**What the task asks**
Transcribe the listing underneath, keeping each word exact and omitting the images.

________________________________________

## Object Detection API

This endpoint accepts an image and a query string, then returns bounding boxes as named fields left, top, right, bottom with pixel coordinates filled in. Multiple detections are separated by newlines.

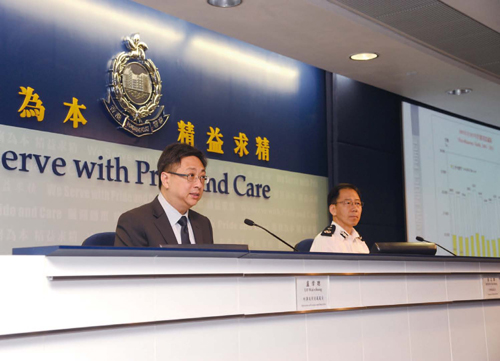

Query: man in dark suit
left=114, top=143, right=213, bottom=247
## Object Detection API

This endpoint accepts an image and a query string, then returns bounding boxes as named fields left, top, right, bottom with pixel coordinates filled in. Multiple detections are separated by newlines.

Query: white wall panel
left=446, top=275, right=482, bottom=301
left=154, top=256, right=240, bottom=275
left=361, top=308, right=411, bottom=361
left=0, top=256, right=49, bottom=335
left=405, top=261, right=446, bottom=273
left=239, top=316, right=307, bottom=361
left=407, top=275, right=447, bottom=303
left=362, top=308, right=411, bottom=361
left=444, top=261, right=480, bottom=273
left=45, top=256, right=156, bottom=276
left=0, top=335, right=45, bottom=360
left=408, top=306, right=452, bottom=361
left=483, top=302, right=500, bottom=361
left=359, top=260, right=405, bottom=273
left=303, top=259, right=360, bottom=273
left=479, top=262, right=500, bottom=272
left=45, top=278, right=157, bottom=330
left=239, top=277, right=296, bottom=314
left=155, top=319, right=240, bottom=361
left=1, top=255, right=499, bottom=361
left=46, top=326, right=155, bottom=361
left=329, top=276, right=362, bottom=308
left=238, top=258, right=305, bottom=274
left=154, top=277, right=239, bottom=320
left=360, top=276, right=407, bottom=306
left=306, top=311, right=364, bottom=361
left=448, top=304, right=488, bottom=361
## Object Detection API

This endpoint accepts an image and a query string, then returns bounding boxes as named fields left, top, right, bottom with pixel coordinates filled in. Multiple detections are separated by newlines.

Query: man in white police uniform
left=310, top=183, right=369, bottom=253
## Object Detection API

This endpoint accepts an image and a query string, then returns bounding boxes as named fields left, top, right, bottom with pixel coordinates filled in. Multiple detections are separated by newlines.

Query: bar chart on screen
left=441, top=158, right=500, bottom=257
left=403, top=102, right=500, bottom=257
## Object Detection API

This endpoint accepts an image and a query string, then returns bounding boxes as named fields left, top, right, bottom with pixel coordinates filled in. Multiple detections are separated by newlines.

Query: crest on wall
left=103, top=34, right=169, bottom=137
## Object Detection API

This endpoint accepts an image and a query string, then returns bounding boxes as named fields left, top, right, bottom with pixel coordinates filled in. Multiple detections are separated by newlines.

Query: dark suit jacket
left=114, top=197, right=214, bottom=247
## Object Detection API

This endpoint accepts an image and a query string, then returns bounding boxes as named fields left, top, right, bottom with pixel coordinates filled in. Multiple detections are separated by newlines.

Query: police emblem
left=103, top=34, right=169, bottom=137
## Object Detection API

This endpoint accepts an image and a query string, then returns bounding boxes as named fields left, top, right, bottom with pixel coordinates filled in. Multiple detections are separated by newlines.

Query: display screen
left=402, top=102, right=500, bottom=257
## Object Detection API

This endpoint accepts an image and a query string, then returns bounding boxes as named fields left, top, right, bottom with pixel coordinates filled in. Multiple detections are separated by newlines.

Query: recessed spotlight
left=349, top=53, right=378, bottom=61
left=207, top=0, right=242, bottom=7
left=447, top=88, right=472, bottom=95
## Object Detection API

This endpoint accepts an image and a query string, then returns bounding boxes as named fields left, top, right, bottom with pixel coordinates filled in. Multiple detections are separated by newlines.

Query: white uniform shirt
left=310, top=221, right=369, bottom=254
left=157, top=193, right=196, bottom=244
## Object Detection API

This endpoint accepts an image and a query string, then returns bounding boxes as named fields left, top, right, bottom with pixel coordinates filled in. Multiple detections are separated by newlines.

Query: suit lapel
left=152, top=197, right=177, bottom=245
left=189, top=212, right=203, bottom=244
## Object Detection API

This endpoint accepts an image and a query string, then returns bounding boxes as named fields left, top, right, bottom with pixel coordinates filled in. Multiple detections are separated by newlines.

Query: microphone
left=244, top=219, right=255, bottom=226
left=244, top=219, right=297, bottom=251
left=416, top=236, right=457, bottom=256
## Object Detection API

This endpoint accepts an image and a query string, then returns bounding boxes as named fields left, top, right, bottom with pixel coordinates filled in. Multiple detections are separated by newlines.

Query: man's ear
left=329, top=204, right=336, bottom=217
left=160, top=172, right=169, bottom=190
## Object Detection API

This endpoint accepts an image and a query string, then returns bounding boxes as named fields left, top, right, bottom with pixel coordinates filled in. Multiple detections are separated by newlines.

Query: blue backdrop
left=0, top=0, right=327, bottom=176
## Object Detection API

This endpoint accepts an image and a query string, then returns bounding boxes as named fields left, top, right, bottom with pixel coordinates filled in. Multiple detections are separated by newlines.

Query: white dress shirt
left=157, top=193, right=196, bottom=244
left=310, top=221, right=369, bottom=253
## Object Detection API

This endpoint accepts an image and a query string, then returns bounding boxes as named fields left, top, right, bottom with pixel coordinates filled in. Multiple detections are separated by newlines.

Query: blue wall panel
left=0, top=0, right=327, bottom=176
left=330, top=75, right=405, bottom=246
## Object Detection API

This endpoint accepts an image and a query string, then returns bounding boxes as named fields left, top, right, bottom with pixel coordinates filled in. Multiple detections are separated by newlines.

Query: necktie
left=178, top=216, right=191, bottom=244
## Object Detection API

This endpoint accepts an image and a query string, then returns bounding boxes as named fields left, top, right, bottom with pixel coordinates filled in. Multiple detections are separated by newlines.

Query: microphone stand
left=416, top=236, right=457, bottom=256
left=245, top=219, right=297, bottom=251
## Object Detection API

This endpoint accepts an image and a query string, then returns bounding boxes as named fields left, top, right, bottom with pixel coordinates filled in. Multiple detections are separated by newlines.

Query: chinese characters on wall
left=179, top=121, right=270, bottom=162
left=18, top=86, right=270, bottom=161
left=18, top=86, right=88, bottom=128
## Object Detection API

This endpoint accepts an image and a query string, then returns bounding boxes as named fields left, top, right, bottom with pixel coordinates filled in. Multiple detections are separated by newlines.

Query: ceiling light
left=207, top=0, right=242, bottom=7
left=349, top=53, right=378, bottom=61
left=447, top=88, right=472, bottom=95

________________________________________

**Task response**
## Object Detection API

This endpoint accepts an image and a query string, then returns bounding boxes as named fields left, top, right, bottom with pixel coordinates filled in. Multiple detections are separated by newlines.


Query: man in dark suit
left=114, top=143, right=213, bottom=247
## Object Detection API

This endpoint accepts an image and a query string, then returns bounding boxes as named fields left, top, right, bottom with pixel coordinates filled in. Multiple detections are separated by newlines.

Query: white wall panel
left=446, top=275, right=482, bottom=301
left=154, top=256, right=240, bottom=275
left=361, top=308, right=411, bottom=361
left=0, top=256, right=49, bottom=335
left=405, top=261, right=446, bottom=273
left=239, top=316, right=307, bottom=361
left=407, top=275, right=447, bottom=303
left=362, top=308, right=411, bottom=361
left=444, top=261, right=480, bottom=273
left=45, top=256, right=156, bottom=276
left=0, top=335, right=45, bottom=360
left=408, top=306, right=452, bottom=361
left=483, top=302, right=500, bottom=361
left=359, top=260, right=405, bottom=273
left=303, top=259, right=360, bottom=273
left=479, top=262, right=500, bottom=272
left=45, top=278, right=157, bottom=330
left=239, top=277, right=296, bottom=314
left=155, top=319, right=240, bottom=361
left=1, top=255, right=499, bottom=361
left=46, top=326, right=155, bottom=361
left=329, top=276, right=362, bottom=308
left=238, top=258, right=305, bottom=274
left=154, top=277, right=239, bottom=320
left=360, top=276, right=407, bottom=306
left=306, top=311, right=364, bottom=361
left=448, top=304, right=488, bottom=361
## Object Detection API

This endpoint accepts an image and a query string, then returns bounding boxes as named fields left, top, right, bottom with pixel coordinates filled in. Multiple detections are separated by newlines.

Query: man in white police uniform
left=310, top=183, right=369, bottom=253
## Object Detection API

This endpoint accepts an image and a query string, then returns bounding boxes as named fields left, top, right, bottom with pixel coordinates filled in. Multiple detections are separated by newlines.

Query: bar chart on screen
left=441, top=158, right=500, bottom=257
left=403, top=102, right=500, bottom=257
## Object Detection API

This endpoint accepts an image and a query string, then returns bounding boxes as named fields left, top, right, bottom with pixel coordinates filled in. Multiple detections are separated by newlines.

Query: crest on wall
left=103, top=34, right=169, bottom=137
## Object Detection API

This endpoint accepts an image and a query string, then returns bounding boxes as named fields left, top, right, bottom with pixel coordinates filled in. Multiple detections are separated by newlines.

Query: dark suit jacket
left=114, top=197, right=214, bottom=247
## Object Detection API

This endpoint accepts an image and a query string, then returns bounding boxes as named fields left, top, right, bottom with pixel coordinates filled in. Multiple detections are separated by newlines.

Query: police emblem
left=103, top=34, right=169, bottom=137
## Object Detection API

This endpoint accepts an image and a query string, then returns bounding boxes as named fields left, top, right, bottom with pixel coordinates filled in. Multiple detections are separated by newlines.

Query: display screen
left=402, top=102, right=500, bottom=257
## Object Detection API

This endpoint accepts an image and a query string, then returns bounding boxes as named fields left, top, right, bottom with pixel coordinates filled in. Multiple detections are separated by newlines.

Query: recessed spotlight
left=349, top=53, right=378, bottom=61
left=207, top=0, right=242, bottom=7
left=447, top=88, right=472, bottom=95
## Object Detection API

This endpoint accepts an image and a query string, then returns bounding boxes as named fields left, top, right, bottom with pixel coordinates filled in. Multiple detections are separated by newlines.

Query: white uniform shirt
left=310, top=221, right=369, bottom=254
left=157, top=193, right=196, bottom=244
## Object Detection API

This endpoint accepts an image and a query string, then returns bounding boxes as named fields left, top, right, bottom with pixel coordinates filled in. Multiple detections are separated by newlines.

Query: suit lapel
left=152, top=197, right=177, bottom=245
left=189, top=212, right=203, bottom=244
## Object Detection API

This endpoint accepts an image and a query string, then returns bounding boxes as named fields left, top, right, bottom with pixel coordinates filled in. Multiple detections are separated by newlines.

Query: microphone
left=244, top=219, right=255, bottom=226
left=244, top=219, right=297, bottom=251
left=416, top=236, right=457, bottom=256
## Object Detection API

This endpoint accepts an image and a query string, then returns bounding boxes as named fields left, top, right, bottom with pixel coordinates filled in. Multiple detections are separated by newlines.

Query: man's ear
left=329, top=204, right=336, bottom=217
left=160, top=172, right=169, bottom=190
## Object Detection API

This endpoint accepts an image and a query string, then returns bounding boxes as named fields left, top, right, bottom with pixel coordinates filled in. Multiple detections are separated by newlines.

Query: blue backdrop
left=0, top=0, right=327, bottom=176
## Object Detection API

This endpoint accepts an image and a query string, then returns bounding boxes as named fields left, top, right, bottom with pixel coordinates filled in. Multiple detections are separated by newlines.

Query: white dress shirt
left=157, top=193, right=196, bottom=244
left=310, top=221, right=369, bottom=253
## Object Detection API

This endpoint accepts an image and a query string, then returns bounding boxes as named fields left, top, right, bottom with pixel coordinates filled in. Multiple detections are separated by newlines.

Query: blue wall panel
left=0, top=0, right=327, bottom=176
left=330, top=75, right=405, bottom=246
## Object Detection API

This endpoint accepts an image and a query string, then returns bounding boxes as named fields left, top, right, bottom with pixel coordinates filled in. Multiple detections are separated by newlines.

Query: necktie
left=178, top=216, right=191, bottom=244
## Object Detection API

This endpoint accepts an image and a query string, then returns bounding boxes as named fields left, top, right, bottom with pixel coordinates filled in. Multiple detections are separated by newlines.

Query: microphone stand
left=416, top=236, right=457, bottom=256
left=245, top=219, right=297, bottom=251
## Object Detection API

This endpoint accepts an image and a query string, then returns bounding boxes as named fields left, top, right, bottom with pixel coordinates filled in. Multiple detections are separated by newlines.

Query: chinese characters on wall
left=179, top=121, right=270, bottom=162
left=18, top=86, right=270, bottom=161
left=18, top=86, right=88, bottom=128
## Object Detection API

This endpoint accepts an image and a query string, then returns bounding boxes as named fields left, top, right, bottom with pixel coordinates filled in. Multiple detections are separated by newlines.

Query: ceiling light
left=207, top=0, right=242, bottom=7
left=349, top=53, right=378, bottom=61
left=447, top=88, right=472, bottom=95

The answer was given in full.